_Activity_
Among the lines below, a stretch begins at the one with "Pinpoint every instance of sea spray" and ends at the one with "Pinpoint every instance of gull's outstretched". Repeat that stretch exactly, ends included.

_Task material_
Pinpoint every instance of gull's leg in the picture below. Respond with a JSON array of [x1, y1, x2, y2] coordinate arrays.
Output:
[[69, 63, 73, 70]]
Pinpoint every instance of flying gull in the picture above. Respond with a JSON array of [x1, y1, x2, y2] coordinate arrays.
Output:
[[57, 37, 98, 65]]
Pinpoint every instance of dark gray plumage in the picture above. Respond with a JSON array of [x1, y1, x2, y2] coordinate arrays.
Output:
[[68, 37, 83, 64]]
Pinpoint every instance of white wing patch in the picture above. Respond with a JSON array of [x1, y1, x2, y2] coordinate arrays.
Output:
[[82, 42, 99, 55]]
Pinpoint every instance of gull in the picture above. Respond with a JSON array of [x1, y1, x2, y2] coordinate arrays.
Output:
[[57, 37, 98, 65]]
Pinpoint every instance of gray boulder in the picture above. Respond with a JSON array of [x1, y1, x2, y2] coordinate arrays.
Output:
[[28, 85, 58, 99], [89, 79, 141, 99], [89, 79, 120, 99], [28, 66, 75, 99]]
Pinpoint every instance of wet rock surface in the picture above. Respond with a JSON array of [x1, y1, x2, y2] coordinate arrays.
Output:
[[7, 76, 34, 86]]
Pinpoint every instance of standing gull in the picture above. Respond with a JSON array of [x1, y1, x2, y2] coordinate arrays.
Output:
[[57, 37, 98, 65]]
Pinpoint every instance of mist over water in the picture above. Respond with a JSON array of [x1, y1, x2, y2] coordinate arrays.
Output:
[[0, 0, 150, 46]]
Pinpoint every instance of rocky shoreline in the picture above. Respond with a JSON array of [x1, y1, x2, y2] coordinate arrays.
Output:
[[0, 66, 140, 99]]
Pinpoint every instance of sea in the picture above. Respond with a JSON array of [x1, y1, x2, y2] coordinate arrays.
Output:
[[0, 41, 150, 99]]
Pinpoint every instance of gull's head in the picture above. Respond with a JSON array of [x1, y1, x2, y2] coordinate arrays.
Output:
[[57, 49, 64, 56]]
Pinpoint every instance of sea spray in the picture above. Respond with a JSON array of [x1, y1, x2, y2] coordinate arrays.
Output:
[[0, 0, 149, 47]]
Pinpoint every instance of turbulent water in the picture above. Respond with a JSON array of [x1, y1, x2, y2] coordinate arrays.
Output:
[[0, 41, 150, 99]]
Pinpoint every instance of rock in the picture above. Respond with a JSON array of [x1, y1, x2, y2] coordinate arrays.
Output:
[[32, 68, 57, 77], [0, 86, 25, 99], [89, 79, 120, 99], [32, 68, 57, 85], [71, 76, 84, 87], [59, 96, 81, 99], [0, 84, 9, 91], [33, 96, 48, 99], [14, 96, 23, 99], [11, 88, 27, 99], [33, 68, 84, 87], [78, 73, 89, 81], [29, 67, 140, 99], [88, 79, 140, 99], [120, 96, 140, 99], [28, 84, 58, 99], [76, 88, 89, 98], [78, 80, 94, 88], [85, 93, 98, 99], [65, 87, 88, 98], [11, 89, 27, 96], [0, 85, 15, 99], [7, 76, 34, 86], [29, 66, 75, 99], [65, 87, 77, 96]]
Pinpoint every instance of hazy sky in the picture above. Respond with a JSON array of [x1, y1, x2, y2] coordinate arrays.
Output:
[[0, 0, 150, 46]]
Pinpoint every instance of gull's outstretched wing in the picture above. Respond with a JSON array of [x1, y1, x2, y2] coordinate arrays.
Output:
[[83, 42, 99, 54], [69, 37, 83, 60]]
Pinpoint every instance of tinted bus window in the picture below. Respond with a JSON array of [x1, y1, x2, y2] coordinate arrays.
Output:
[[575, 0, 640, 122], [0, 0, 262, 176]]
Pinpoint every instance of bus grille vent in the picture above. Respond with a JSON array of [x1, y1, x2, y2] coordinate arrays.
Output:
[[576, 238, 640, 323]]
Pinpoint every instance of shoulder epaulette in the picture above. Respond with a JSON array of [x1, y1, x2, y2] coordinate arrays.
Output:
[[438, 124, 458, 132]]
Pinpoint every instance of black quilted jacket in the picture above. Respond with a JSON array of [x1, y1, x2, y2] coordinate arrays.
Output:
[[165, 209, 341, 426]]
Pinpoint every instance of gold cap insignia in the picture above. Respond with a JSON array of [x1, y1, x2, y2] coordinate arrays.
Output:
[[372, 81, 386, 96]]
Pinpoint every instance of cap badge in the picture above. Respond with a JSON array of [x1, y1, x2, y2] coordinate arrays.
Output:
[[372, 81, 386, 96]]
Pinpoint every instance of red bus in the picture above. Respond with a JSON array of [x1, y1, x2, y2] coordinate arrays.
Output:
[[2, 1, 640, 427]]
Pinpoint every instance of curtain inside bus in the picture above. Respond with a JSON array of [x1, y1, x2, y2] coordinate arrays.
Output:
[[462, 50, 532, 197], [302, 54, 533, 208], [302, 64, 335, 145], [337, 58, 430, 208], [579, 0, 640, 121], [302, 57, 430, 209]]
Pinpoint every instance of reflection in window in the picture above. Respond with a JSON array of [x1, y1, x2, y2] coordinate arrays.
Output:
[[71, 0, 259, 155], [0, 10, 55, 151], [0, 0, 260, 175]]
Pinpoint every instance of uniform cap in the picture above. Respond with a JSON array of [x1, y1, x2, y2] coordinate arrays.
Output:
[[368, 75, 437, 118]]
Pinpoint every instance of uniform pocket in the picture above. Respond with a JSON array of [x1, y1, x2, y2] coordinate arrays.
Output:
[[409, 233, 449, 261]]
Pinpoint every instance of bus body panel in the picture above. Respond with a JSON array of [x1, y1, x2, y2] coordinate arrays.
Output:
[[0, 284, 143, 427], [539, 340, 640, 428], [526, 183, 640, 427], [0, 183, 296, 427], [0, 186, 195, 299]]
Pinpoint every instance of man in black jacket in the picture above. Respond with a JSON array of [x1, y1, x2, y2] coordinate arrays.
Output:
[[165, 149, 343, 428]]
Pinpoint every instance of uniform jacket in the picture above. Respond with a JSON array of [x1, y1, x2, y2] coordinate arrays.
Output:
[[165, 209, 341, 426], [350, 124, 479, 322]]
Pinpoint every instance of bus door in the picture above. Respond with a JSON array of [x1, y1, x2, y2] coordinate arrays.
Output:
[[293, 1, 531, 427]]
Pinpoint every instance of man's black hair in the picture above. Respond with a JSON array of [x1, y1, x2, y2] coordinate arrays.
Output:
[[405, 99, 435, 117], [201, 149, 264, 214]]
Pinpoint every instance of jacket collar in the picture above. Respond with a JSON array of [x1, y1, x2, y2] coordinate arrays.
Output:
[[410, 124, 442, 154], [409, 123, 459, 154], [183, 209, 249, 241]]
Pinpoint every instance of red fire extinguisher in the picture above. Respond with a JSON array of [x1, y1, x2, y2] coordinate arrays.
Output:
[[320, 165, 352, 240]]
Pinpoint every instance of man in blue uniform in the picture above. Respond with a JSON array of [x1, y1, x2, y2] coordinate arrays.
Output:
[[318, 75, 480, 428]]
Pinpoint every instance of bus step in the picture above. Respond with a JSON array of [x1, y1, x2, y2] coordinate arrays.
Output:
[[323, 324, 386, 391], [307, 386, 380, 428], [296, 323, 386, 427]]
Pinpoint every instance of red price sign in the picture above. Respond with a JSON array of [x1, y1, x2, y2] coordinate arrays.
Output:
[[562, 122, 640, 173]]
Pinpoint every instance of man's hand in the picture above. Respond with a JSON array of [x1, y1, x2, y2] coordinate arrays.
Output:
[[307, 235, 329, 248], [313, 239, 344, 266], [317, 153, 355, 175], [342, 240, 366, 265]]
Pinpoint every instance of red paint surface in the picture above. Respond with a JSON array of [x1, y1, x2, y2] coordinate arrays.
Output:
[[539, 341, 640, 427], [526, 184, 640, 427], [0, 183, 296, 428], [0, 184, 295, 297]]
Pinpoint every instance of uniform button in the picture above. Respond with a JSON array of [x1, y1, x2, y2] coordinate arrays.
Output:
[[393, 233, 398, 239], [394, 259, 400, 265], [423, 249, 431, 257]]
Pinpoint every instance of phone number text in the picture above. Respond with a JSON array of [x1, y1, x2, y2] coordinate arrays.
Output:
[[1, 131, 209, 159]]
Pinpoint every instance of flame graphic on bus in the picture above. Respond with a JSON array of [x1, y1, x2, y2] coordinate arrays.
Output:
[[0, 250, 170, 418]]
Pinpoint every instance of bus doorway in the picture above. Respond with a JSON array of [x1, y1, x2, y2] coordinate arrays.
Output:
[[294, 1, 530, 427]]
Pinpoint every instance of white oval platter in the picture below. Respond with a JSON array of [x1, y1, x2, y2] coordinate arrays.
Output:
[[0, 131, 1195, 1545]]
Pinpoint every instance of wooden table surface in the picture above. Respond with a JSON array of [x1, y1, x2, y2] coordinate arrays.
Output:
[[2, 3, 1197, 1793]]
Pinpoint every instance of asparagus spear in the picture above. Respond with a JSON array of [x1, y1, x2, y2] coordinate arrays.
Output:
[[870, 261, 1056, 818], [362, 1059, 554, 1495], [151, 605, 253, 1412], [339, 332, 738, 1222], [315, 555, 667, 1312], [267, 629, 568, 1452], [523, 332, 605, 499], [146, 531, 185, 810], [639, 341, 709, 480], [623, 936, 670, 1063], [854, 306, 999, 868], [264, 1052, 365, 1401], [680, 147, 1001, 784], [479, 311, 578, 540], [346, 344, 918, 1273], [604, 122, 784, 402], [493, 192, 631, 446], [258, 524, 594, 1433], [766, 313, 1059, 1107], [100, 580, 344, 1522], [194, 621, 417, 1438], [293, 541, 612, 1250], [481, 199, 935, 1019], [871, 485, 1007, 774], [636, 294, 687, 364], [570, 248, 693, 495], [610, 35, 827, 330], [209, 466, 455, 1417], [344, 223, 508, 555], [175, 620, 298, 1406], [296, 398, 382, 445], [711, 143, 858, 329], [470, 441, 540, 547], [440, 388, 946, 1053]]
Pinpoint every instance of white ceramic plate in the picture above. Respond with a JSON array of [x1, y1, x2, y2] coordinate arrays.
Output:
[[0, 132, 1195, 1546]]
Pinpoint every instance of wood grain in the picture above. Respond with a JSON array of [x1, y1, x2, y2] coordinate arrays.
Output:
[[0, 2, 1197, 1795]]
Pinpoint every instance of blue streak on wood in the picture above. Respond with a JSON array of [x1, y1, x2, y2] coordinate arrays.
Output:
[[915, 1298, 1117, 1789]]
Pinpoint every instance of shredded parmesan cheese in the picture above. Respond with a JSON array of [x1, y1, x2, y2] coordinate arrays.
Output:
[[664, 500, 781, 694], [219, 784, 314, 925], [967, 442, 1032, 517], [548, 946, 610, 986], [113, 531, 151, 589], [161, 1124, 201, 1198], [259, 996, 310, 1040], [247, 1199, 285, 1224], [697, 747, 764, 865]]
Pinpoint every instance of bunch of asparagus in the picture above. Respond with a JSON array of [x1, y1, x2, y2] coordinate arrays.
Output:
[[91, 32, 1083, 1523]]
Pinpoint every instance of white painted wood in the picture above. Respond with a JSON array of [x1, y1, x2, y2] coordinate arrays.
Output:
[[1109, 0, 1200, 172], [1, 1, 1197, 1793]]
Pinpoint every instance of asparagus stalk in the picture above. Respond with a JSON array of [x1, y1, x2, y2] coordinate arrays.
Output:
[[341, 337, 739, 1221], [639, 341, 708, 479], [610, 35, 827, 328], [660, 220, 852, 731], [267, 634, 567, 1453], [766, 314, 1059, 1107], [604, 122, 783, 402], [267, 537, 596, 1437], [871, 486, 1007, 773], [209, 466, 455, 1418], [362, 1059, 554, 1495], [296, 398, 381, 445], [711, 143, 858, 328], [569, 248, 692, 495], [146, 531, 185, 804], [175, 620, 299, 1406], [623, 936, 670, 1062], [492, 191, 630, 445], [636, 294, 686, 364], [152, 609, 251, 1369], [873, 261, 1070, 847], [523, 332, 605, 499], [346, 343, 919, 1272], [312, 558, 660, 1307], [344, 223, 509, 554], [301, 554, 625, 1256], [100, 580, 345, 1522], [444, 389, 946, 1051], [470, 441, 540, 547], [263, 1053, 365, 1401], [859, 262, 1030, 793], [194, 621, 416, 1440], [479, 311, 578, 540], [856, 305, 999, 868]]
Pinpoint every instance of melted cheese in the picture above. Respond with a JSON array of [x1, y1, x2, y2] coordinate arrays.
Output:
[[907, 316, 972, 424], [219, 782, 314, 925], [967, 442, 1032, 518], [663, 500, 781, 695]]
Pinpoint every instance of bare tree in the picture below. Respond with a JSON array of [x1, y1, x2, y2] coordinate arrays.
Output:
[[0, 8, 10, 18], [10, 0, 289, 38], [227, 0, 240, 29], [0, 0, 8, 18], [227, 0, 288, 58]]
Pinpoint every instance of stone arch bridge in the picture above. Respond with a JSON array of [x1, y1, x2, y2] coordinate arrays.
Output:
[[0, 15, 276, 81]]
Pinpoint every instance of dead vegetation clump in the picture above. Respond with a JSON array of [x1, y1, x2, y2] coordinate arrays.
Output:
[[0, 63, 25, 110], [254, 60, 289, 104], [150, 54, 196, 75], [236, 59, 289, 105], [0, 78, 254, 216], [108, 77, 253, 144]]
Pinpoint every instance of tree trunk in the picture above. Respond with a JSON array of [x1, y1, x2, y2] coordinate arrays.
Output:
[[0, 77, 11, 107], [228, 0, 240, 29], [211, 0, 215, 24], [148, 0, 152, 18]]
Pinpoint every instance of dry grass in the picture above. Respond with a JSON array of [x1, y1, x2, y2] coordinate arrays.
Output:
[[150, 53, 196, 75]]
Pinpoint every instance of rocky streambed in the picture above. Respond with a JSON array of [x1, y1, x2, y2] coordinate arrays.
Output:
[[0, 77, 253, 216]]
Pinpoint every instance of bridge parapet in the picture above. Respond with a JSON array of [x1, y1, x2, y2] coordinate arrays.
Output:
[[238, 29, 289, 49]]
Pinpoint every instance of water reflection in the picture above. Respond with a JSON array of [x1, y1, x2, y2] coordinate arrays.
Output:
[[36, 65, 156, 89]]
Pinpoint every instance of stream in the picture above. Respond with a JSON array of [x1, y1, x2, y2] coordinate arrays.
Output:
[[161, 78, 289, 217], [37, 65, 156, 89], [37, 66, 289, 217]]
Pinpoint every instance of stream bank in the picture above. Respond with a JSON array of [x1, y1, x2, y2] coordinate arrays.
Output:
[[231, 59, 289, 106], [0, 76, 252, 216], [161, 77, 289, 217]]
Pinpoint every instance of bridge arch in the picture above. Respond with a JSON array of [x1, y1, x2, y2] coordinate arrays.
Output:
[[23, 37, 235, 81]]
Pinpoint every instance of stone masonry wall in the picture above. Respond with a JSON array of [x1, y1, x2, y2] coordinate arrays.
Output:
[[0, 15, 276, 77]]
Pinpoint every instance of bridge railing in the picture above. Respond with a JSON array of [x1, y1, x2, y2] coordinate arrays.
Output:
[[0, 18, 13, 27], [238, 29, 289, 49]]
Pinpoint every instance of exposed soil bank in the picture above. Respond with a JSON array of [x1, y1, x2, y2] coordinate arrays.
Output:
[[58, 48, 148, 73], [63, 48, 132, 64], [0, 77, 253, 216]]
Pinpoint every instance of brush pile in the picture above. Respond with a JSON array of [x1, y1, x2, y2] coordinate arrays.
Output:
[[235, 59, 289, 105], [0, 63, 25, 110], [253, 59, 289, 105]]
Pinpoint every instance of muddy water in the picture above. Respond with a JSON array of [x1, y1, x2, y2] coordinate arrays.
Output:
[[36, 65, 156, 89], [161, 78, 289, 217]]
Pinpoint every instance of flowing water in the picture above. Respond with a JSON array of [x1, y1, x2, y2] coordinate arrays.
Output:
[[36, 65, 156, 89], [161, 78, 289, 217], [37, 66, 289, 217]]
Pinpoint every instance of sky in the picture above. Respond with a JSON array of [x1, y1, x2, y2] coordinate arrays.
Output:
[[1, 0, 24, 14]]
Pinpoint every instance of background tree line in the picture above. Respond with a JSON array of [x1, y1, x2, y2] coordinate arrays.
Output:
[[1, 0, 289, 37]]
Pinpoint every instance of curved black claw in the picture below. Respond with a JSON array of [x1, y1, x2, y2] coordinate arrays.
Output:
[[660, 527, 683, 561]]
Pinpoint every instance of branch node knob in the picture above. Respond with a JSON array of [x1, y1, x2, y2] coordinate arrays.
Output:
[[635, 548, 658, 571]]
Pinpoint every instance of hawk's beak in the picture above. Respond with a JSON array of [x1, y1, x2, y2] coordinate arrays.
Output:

_Output of the exercise_
Pinpoint every instance of sea spray in the picture above. Respond with a JSON array of [x1, y1, x2, y2] coordinate arrays.
Output:
[[0, 0, 149, 47]]
Pinpoint every instance of turbulent water in the picture above. Respond with a JSON array of [x1, y1, x2, y2] coordinate arrays.
Output:
[[0, 41, 150, 99]]
Pinpoint every instance of rock in the picture above. Respond with a JSON array of [x1, y1, x2, y2] coordinate arrays.
Output:
[[32, 68, 57, 77], [0, 86, 25, 99], [89, 79, 120, 99], [32, 68, 57, 85], [71, 76, 84, 87], [59, 96, 81, 99], [0, 84, 9, 91], [33, 96, 48, 99], [14, 96, 23, 99], [11, 88, 27, 99], [33, 68, 84, 87], [78, 73, 89, 81], [29, 67, 140, 99], [88, 79, 140, 99], [120, 96, 140, 99], [28, 84, 58, 99], [76, 88, 89, 98], [78, 80, 94, 88], [85, 93, 98, 99], [65, 87, 88, 98], [11, 89, 27, 96], [0, 85, 15, 99], [7, 76, 34, 86], [29, 66, 75, 99], [65, 87, 77, 96]]
Pinpoint every instance of hazy sky in the picture above. Respond with a JSON array of [x1, y1, x2, y2] coordinate arrays.
Output:
[[0, 0, 150, 46]]
Pinpoint every instance of gull's outstretched wing in the picture above. Respond with a JSON array of [x1, y1, x2, y2] coordinate arrays.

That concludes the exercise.